Work to be completed:
A single figure is required: the number of lines below in which the word "teal" occurs.

=== Section Start ===

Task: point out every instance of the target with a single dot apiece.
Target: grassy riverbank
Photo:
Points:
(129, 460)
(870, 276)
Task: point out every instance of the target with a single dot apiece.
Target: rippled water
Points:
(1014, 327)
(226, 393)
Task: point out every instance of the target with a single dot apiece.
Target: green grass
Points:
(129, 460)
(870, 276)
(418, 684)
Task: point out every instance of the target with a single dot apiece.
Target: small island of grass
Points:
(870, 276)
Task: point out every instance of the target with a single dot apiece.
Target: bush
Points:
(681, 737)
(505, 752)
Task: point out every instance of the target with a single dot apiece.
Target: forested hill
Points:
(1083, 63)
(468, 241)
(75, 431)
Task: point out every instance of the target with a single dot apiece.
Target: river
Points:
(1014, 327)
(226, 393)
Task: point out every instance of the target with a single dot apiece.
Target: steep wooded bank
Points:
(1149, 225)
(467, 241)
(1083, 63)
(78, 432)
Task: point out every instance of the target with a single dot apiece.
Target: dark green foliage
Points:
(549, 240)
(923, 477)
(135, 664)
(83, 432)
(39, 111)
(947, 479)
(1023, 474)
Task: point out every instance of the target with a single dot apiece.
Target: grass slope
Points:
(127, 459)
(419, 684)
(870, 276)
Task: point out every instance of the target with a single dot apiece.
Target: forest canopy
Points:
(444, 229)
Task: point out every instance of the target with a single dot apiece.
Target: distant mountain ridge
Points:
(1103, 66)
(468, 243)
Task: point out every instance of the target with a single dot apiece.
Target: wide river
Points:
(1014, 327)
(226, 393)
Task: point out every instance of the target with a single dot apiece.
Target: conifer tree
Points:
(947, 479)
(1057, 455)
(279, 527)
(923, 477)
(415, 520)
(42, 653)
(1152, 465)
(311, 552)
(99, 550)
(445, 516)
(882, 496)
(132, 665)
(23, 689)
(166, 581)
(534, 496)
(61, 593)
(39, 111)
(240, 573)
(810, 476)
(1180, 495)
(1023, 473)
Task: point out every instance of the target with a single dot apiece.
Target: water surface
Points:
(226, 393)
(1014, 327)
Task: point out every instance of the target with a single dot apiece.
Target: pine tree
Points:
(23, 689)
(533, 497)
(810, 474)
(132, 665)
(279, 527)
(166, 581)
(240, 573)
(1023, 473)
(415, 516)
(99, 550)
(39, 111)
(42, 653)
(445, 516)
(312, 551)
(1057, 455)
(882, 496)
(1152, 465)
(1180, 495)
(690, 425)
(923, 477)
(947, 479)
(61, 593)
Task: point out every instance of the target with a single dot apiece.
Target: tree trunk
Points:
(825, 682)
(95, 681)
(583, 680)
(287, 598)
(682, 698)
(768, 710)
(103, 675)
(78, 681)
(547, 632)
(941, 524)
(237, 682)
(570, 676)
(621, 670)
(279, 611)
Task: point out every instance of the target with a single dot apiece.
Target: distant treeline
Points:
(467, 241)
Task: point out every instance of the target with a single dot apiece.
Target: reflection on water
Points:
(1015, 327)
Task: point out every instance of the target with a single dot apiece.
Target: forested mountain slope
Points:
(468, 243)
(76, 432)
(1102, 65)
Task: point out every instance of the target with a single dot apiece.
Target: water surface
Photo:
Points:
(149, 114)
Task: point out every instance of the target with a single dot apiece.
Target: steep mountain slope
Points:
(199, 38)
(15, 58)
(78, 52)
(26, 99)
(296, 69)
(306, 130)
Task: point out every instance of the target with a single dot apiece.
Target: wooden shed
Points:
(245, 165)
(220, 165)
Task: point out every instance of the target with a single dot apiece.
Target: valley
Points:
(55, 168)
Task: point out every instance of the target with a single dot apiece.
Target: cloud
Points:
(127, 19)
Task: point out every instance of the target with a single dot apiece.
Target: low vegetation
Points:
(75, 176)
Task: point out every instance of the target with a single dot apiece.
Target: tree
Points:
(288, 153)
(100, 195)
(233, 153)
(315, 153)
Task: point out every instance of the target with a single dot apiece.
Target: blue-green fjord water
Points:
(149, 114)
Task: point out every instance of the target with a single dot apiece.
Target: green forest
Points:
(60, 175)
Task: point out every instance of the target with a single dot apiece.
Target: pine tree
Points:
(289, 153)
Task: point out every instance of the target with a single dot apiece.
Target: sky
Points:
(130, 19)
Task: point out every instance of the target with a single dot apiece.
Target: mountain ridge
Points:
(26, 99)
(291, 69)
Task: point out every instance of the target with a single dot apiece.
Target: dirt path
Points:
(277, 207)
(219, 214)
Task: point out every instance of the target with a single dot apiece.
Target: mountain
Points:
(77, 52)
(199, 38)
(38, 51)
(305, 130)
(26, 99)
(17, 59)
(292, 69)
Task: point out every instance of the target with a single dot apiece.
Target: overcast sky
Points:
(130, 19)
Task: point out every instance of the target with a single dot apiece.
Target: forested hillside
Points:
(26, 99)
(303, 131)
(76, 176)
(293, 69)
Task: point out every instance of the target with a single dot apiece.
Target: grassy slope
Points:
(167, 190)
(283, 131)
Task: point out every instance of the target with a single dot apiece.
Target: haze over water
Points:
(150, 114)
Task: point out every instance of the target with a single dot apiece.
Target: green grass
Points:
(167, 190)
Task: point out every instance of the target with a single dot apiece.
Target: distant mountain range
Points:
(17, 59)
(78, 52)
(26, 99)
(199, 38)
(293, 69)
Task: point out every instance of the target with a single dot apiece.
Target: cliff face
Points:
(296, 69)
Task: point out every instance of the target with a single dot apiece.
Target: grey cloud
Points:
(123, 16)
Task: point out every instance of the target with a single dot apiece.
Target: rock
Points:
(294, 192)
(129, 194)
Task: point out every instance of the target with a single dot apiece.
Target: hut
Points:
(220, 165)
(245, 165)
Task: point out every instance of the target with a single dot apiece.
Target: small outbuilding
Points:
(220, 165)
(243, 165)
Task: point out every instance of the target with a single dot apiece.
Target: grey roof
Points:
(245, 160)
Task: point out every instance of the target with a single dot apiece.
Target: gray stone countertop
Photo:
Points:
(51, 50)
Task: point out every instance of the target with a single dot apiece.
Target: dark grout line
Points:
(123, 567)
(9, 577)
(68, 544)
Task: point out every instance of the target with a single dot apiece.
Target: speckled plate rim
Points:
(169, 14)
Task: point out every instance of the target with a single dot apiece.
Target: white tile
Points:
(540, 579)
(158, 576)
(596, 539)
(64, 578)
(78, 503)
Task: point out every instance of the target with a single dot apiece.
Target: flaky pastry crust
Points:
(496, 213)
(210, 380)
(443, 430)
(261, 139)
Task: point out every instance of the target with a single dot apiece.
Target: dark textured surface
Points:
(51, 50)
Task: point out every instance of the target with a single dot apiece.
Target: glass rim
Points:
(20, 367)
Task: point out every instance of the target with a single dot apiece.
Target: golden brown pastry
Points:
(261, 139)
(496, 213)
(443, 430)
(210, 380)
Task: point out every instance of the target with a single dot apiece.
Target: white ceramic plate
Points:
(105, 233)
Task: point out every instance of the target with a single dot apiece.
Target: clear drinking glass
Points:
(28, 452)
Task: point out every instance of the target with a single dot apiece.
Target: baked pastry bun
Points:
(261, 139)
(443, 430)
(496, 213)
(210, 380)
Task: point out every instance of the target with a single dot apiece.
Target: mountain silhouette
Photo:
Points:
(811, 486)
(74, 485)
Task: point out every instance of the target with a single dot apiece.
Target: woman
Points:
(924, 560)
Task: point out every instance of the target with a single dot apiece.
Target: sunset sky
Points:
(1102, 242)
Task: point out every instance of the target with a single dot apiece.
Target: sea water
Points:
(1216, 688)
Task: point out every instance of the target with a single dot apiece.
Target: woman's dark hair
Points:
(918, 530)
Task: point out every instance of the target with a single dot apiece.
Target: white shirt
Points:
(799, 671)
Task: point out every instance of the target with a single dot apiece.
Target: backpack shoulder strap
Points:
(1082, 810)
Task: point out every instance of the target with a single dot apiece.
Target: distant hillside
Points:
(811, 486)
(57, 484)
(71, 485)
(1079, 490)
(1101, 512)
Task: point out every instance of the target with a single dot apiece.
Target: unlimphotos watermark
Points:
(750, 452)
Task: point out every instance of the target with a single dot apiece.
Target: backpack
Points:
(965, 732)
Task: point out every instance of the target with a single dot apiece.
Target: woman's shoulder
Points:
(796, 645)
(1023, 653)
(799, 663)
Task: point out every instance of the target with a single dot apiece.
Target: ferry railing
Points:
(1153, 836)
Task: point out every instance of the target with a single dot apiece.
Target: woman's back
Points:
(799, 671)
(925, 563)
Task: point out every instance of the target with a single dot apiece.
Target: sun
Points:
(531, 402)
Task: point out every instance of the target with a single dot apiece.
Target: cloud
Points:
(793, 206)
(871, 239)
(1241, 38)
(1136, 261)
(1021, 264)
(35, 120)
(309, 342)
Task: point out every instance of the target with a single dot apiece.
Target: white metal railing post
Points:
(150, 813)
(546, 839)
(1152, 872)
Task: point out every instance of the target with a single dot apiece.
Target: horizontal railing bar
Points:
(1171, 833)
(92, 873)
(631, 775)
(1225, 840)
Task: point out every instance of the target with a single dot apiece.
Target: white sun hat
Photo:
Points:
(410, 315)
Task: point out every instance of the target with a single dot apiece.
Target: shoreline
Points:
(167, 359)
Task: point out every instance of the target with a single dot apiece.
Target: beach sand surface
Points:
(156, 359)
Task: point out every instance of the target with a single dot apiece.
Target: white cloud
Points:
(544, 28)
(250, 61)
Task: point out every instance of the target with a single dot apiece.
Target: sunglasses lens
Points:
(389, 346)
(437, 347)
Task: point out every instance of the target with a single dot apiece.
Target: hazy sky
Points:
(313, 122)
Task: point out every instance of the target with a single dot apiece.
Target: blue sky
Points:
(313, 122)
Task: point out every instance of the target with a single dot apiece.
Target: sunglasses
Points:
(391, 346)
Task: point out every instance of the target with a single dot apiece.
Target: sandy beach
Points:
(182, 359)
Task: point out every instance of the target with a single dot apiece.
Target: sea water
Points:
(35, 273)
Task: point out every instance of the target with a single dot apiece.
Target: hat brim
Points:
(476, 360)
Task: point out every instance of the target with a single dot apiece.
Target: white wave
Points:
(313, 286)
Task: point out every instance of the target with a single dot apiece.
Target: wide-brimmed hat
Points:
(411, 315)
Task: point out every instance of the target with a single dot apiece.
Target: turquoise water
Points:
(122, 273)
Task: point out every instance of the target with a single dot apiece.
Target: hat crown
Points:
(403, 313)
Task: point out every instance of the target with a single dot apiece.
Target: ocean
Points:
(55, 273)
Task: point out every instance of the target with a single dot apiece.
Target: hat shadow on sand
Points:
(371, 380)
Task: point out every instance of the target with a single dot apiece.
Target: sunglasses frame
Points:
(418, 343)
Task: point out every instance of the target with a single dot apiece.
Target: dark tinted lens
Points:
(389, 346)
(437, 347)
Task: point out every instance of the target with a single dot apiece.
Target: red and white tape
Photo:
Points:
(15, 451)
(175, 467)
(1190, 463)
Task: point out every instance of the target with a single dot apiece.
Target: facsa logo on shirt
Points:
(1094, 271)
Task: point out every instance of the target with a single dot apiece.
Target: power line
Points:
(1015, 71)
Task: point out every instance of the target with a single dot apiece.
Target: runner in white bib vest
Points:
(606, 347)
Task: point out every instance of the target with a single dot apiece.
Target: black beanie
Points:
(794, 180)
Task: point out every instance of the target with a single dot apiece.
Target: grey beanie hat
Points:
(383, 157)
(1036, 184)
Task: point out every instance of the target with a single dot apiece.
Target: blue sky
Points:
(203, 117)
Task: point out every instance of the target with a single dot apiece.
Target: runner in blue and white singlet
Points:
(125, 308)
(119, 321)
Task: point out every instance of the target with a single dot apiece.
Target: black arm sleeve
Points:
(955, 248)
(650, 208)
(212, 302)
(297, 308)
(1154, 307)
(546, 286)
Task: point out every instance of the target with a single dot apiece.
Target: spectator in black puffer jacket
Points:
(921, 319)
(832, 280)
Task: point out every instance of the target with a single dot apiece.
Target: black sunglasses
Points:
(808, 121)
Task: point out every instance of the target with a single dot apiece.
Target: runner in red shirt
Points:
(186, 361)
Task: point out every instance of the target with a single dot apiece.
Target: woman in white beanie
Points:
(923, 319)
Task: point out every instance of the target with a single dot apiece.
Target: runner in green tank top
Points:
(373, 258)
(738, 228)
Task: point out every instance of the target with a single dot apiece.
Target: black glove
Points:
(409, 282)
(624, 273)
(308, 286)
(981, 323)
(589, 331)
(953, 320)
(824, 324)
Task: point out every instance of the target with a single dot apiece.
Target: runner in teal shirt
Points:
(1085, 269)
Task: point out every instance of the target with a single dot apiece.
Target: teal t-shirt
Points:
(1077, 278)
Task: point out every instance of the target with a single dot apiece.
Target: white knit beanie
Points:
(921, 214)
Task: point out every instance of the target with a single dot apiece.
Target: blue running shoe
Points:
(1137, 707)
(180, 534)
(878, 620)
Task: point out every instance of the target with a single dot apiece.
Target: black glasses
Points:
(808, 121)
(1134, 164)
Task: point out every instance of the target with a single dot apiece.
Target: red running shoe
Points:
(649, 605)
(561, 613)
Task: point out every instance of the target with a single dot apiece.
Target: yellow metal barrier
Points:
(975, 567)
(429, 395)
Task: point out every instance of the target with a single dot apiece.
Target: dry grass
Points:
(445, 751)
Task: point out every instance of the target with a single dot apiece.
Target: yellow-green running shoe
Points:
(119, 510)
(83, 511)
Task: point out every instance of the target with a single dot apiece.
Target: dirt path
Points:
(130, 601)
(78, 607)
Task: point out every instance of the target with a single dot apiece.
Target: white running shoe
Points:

=== Section End ===

Output of the exercise:
2